_GIVEN TASK_: Please convert the listing below, from the line containing "Keypoint placement: for each instance of the glass" up to and including the line containing "175), (181, 163)]", into a numbered list with any blank lines omitted.

_TASK DATA_:
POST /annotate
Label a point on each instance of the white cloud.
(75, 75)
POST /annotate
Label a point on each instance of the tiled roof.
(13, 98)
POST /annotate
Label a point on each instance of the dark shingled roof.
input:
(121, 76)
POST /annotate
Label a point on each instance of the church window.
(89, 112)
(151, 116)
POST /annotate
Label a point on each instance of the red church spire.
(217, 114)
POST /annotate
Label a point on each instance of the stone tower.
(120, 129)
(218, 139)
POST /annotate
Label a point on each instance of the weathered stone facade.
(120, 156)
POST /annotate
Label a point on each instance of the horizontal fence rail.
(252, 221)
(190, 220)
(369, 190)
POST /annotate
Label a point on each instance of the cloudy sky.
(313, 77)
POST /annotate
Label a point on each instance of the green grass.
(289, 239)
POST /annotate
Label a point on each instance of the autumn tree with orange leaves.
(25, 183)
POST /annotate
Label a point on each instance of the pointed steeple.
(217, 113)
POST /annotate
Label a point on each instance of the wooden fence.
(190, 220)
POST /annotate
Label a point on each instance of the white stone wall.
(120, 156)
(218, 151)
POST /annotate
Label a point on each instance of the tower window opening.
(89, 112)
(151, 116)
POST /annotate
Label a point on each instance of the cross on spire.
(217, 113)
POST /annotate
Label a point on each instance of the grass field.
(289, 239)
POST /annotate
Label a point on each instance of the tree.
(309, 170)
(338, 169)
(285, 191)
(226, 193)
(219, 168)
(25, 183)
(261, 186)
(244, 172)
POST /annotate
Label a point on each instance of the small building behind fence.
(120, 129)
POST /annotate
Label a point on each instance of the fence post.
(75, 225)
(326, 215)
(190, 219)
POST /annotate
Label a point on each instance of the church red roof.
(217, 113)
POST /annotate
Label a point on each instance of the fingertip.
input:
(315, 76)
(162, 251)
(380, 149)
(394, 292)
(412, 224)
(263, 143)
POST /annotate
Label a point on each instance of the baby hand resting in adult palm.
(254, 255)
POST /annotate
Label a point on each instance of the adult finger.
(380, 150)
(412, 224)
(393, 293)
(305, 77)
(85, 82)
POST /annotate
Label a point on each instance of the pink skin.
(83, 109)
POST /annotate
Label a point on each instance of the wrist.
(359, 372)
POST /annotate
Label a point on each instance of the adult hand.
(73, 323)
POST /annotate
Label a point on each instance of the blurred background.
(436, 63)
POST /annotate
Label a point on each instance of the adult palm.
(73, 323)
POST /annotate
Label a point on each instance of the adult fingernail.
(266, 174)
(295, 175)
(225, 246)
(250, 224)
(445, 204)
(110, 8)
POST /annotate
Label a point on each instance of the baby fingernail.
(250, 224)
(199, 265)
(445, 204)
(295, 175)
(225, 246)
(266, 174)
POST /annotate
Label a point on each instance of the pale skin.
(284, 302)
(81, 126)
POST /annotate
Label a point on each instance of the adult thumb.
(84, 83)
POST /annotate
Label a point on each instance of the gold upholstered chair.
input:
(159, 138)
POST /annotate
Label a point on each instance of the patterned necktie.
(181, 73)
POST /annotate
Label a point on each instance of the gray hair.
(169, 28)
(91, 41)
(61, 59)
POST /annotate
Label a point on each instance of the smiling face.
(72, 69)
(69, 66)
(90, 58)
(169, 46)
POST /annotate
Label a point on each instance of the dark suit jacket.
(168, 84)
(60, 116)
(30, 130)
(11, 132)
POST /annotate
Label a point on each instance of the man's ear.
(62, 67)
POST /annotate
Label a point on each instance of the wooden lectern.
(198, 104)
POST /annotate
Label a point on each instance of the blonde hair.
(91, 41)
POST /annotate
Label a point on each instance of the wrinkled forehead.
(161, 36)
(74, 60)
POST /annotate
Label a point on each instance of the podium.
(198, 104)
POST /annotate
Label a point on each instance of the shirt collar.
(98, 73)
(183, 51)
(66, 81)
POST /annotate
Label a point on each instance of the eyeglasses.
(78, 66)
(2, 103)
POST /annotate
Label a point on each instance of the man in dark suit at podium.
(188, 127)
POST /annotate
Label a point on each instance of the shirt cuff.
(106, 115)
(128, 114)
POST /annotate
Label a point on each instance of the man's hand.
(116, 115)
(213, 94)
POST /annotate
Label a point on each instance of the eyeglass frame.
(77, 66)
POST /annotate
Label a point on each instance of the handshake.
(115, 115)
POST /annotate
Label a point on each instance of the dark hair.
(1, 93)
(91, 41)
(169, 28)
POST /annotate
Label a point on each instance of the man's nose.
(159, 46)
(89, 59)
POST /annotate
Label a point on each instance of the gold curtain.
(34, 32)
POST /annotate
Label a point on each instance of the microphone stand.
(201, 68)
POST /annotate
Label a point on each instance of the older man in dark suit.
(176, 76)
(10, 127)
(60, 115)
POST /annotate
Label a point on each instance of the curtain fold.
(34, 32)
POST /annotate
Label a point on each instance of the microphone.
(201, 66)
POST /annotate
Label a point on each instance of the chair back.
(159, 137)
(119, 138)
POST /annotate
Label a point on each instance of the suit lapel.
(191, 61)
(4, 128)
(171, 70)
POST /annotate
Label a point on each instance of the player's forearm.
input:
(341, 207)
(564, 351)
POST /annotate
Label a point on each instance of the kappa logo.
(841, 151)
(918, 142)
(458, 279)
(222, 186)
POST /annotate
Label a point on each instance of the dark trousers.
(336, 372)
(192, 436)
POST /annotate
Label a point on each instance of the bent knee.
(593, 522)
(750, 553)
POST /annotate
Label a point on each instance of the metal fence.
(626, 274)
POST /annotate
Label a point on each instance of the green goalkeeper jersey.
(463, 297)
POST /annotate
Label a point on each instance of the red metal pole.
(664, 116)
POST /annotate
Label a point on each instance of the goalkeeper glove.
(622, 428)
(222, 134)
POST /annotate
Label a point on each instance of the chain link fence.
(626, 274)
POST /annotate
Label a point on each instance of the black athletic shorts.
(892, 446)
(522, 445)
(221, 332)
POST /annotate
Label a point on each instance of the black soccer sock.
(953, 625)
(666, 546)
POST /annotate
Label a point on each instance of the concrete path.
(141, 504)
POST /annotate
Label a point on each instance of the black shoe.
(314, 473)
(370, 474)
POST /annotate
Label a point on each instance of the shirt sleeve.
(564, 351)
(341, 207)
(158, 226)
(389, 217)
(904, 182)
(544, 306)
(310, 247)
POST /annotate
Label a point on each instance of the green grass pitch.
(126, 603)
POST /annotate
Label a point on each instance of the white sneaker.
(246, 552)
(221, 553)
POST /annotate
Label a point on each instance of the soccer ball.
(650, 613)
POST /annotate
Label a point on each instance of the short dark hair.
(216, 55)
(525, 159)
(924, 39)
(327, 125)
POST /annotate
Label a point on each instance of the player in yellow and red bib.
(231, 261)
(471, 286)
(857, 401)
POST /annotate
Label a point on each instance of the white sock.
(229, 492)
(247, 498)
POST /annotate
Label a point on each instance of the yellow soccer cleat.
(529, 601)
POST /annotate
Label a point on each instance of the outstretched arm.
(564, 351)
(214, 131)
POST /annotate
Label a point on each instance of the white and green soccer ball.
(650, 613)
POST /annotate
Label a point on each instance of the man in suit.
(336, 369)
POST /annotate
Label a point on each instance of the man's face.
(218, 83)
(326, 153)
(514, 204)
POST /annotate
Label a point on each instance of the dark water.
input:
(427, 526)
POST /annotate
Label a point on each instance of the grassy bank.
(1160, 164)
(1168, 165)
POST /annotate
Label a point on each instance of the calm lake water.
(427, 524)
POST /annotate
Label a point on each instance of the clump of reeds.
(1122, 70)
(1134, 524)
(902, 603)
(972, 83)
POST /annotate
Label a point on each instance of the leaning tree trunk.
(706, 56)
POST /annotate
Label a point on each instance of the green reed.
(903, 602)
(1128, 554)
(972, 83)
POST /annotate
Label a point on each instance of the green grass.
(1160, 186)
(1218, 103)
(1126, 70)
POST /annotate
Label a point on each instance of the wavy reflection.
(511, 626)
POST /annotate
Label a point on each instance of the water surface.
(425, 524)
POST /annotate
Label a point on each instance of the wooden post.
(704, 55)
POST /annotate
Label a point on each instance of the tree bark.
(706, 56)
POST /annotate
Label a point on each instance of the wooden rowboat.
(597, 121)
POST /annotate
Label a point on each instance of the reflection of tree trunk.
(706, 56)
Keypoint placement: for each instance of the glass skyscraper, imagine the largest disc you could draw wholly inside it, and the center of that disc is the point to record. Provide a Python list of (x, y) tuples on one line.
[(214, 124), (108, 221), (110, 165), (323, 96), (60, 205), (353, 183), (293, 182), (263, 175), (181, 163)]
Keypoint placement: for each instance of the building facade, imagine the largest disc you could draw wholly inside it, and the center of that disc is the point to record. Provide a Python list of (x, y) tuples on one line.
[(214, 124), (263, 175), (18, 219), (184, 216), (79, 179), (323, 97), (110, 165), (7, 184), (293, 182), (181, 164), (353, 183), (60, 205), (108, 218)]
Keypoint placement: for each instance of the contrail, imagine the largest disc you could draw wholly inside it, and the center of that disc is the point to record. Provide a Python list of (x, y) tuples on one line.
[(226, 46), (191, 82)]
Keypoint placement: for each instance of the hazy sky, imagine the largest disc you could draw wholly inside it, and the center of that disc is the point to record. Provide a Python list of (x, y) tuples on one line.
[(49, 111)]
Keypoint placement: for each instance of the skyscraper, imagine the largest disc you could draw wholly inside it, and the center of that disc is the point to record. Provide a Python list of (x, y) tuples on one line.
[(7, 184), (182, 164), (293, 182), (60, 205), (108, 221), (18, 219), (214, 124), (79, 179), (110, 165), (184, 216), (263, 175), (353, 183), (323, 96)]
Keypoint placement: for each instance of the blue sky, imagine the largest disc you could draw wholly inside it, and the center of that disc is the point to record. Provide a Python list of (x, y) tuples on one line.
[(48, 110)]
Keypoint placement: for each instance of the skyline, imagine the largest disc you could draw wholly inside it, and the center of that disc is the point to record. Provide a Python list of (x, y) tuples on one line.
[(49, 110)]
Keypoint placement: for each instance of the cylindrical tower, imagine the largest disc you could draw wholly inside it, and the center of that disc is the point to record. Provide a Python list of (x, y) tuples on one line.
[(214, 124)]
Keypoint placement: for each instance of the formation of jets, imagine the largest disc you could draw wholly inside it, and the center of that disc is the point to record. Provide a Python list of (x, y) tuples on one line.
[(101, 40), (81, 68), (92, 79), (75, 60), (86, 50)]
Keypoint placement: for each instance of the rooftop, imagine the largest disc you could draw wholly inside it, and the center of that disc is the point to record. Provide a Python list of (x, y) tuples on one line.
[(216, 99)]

_COMPLETED TASK_:
1. Keypoint placement: for each instance of the glass skyscraper, imagine the largest disc you could draw wholly inside it, and the center of that disc is the point to record. Provide a Python list of (x, y) tuples on one line.
2. [(214, 124), (108, 221), (110, 165), (323, 96), (60, 205), (353, 183), (293, 182), (263, 175), (181, 163)]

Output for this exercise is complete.